--- Start ---

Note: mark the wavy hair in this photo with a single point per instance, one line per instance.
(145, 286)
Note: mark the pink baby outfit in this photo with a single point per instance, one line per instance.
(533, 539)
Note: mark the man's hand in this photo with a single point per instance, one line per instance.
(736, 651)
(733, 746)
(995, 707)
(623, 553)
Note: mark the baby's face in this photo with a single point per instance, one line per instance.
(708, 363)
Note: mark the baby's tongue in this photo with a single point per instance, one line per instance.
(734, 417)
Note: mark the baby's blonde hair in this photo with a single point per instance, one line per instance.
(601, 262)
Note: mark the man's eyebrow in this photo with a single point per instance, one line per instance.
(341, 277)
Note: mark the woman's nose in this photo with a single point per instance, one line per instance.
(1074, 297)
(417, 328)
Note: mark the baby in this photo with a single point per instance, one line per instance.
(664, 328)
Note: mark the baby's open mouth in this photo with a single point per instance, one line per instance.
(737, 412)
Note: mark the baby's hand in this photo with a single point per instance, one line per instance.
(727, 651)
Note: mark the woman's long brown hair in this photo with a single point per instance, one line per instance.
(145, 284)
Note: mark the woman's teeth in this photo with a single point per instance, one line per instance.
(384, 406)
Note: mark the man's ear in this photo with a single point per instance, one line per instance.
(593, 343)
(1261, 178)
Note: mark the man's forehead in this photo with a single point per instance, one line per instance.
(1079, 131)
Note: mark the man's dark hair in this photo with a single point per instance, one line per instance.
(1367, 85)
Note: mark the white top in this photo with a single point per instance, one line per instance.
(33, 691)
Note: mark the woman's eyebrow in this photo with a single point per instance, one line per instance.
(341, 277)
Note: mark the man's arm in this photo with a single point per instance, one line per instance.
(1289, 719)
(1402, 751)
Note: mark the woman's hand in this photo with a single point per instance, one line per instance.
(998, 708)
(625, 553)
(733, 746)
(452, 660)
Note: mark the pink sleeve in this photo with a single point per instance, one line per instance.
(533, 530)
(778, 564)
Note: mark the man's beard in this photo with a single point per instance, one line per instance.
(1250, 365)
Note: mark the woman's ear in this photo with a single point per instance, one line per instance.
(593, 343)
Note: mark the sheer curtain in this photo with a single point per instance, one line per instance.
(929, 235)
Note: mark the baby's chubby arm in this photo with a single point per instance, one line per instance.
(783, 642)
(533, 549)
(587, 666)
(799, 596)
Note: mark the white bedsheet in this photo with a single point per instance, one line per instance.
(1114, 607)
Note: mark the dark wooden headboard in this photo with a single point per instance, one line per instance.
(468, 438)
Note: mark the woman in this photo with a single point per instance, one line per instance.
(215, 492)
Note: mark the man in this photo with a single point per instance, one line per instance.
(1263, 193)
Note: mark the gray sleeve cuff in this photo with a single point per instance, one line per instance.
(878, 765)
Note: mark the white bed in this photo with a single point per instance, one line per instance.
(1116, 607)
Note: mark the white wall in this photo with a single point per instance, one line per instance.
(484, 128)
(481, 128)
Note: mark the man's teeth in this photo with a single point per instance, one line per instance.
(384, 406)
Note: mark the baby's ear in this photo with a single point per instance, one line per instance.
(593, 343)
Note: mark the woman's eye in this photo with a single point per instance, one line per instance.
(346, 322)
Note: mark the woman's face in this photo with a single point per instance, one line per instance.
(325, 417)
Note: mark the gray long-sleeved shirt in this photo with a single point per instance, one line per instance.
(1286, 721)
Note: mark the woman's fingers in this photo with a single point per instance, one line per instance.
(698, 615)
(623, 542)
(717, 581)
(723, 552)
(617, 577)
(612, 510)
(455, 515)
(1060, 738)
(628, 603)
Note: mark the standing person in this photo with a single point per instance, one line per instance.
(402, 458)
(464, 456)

--- End ---
--- Start ---

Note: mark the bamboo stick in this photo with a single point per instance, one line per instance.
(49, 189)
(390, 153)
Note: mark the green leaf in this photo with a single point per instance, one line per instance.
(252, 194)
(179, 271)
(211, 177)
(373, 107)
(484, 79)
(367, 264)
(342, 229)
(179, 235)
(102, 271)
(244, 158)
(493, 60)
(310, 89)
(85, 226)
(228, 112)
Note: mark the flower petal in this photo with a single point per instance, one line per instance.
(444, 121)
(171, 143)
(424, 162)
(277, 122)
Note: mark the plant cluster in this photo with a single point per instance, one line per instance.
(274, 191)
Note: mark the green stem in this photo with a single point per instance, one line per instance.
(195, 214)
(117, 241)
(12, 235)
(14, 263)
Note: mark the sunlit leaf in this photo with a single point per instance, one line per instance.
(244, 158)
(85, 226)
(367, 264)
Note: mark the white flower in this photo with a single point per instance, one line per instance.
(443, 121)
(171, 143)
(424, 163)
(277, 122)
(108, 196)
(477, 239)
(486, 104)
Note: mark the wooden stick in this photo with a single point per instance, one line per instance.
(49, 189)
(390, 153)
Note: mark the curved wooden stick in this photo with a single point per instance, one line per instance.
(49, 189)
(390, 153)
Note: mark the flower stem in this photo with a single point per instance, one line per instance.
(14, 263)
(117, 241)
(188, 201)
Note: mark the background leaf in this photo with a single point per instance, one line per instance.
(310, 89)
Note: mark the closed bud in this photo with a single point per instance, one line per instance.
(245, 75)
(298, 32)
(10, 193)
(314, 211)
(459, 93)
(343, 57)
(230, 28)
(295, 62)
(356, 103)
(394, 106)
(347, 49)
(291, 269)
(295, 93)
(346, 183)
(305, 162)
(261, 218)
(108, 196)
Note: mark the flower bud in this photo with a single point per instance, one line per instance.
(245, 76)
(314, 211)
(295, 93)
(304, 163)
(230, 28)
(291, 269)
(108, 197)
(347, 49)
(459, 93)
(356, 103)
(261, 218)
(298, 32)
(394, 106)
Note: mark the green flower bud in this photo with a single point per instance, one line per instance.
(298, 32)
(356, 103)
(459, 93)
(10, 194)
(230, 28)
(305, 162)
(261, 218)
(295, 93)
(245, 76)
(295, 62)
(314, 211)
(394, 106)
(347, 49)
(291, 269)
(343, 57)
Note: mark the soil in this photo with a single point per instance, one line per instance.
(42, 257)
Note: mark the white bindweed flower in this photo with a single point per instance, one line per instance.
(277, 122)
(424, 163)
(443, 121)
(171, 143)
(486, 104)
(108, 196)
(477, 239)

--- End ---

(Given request) Put the lines of the records into a Markdown table with the columns "Row" and "Text", giving a row number and the line itself. Begin with the line that contains "Note: mark the woman's ear" and continue through the line that contains "(1116, 607)", include both of those lines, and leave out any blank lines.

(Exercise solution)
| Row | Text |
|---|---|
| 1 | Note: mark the woman's ear in this photo with a single point per instance, one line per instance. |
| 2 | (593, 343) |
| 3 | Note: mark the sheer curtain in this photo with a single point per instance, one line per instance. |
| 4 | (929, 235) |
| 5 | Note: mark the baby's chubby arm in this photo with a single point per instance, one line per instance. |
| 6 | (783, 642) |
| 7 | (533, 549) |
| 8 | (587, 666) |
| 9 | (799, 596) |
| 10 | Note: mark the white bedsheet in this photo with a single point per instance, one line per instance. |
| 11 | (1114, 607) |
| 12 | Note: mark the dark wooden headboard in this photo with a single point per instance, one line per instance. |
| 13 | (468, 438) |
| 14 | Note: mark the woman in this photo with a single point per instance, one line per instance. |
| 15 | (215, 492) |
| 16 | Note: mark the man in this photo with a single point per instance, one line per instance. |
| 17 | (1263, 193) |
| 18 | Note: mark the gray sleeve cuff in this photo with a single point per instance, one line per instance. |
| 19 | (878, 765) |
| 20 | Note: mark the white bed in this photo with a single point per instance, one line per instance. |
| 21 | (1116, 607) |